• _WHAT IS ASKED_
Show each line of the data that contains the string "tower". Case counts, so a match must have the same uppercase and lowercase letters.

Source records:
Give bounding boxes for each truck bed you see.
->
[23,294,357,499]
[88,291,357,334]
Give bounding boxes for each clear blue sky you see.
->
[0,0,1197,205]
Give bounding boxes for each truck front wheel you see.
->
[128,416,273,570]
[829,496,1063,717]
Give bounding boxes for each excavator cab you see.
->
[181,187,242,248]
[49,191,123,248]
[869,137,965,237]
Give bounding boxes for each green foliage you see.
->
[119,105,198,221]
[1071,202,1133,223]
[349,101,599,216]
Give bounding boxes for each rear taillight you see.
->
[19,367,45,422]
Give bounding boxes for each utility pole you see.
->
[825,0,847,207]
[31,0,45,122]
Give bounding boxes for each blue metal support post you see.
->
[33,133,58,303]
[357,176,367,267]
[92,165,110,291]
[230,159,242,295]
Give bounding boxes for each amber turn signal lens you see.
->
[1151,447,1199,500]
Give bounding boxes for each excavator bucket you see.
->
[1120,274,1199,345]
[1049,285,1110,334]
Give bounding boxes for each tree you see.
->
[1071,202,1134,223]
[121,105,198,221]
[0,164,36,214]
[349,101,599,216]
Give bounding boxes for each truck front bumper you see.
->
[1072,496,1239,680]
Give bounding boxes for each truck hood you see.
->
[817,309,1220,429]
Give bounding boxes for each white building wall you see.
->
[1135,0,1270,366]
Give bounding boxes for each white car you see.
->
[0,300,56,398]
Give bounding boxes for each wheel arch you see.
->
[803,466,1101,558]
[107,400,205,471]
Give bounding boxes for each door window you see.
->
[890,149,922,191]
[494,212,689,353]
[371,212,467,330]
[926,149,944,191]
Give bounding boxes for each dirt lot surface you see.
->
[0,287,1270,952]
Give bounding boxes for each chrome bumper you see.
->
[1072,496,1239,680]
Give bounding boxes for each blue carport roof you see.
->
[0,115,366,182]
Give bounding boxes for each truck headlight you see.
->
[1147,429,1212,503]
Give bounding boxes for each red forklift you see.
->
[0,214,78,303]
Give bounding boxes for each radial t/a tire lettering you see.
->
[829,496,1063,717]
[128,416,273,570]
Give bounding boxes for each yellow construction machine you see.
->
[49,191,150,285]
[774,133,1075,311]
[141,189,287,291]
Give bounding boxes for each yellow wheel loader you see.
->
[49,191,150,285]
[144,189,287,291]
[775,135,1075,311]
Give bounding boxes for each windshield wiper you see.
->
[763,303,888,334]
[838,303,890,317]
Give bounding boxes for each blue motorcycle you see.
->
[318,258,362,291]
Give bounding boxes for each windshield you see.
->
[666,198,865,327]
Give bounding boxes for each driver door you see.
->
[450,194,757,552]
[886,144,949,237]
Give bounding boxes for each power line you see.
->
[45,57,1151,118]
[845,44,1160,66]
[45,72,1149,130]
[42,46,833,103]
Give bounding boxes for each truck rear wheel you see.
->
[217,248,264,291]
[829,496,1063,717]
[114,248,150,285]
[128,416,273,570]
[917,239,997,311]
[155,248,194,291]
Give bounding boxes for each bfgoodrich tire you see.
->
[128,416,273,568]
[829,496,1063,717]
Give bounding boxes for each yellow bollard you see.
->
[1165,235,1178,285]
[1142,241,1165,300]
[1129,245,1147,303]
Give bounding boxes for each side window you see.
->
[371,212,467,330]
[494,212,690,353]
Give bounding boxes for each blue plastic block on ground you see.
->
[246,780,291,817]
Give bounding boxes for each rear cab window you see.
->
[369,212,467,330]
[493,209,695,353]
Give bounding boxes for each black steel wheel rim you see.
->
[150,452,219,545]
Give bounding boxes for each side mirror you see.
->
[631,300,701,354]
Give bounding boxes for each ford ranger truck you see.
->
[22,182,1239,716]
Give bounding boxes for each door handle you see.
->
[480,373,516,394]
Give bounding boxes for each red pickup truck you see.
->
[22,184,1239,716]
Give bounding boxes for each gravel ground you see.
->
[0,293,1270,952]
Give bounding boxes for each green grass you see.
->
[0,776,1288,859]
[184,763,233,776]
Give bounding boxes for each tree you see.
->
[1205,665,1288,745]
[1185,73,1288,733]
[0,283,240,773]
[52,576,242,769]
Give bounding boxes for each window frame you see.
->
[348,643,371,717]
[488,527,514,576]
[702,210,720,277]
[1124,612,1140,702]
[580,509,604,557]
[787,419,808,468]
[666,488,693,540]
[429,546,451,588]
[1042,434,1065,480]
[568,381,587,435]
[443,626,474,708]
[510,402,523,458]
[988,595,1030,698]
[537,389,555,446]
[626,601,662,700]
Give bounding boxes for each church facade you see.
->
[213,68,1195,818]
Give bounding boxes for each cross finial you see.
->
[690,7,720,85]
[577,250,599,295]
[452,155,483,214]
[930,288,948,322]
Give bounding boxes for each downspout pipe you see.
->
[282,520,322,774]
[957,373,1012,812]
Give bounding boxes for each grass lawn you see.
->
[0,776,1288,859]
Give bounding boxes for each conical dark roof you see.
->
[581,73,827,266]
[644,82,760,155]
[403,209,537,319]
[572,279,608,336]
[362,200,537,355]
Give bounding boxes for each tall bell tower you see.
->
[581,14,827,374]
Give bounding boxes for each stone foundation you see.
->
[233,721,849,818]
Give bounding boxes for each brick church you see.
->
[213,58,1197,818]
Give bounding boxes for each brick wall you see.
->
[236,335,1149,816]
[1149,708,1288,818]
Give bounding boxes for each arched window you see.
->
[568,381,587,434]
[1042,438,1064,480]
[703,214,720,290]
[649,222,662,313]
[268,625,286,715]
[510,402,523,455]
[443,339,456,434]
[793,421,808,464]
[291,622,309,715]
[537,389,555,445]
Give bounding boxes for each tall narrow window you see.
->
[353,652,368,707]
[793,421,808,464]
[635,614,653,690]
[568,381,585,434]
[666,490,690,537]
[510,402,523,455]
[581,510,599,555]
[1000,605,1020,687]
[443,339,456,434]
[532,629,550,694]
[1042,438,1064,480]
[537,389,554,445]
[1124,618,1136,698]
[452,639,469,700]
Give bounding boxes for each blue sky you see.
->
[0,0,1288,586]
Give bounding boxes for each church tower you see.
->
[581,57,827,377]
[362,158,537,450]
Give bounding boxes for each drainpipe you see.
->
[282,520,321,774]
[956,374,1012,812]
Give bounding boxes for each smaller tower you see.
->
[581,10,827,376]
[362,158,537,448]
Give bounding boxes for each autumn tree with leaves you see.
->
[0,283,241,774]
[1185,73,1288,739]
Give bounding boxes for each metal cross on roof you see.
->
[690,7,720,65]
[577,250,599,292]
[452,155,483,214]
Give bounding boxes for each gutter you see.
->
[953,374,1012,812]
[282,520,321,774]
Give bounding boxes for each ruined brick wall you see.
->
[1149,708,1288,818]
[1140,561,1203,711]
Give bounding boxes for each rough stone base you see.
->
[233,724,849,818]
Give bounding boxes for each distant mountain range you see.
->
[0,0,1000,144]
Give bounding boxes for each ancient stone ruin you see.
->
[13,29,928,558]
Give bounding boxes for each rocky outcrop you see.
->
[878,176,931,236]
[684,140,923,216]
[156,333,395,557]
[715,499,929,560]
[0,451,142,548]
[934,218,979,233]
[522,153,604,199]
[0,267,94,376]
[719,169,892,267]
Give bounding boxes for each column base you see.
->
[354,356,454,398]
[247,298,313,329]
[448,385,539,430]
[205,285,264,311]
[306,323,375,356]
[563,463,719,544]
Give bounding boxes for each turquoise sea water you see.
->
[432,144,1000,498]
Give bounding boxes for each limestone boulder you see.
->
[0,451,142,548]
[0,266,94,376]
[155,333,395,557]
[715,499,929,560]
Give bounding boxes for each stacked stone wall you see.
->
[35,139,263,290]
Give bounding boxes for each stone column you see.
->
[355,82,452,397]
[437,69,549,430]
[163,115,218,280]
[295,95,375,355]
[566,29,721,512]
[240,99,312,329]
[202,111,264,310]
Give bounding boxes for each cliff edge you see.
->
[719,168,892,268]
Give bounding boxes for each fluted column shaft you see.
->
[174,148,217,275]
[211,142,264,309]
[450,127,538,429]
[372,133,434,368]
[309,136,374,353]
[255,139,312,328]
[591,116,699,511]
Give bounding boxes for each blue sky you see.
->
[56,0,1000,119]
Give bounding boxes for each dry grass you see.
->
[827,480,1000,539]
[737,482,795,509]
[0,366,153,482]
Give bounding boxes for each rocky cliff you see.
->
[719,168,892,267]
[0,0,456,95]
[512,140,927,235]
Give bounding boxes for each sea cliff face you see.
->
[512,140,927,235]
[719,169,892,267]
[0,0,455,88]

• _IN RESPONSE_
Give bounding boxes for each tall bell tower you see.
Give bounding boxes for each church tower you see.
Give bounding boxes for each smaller tower you see.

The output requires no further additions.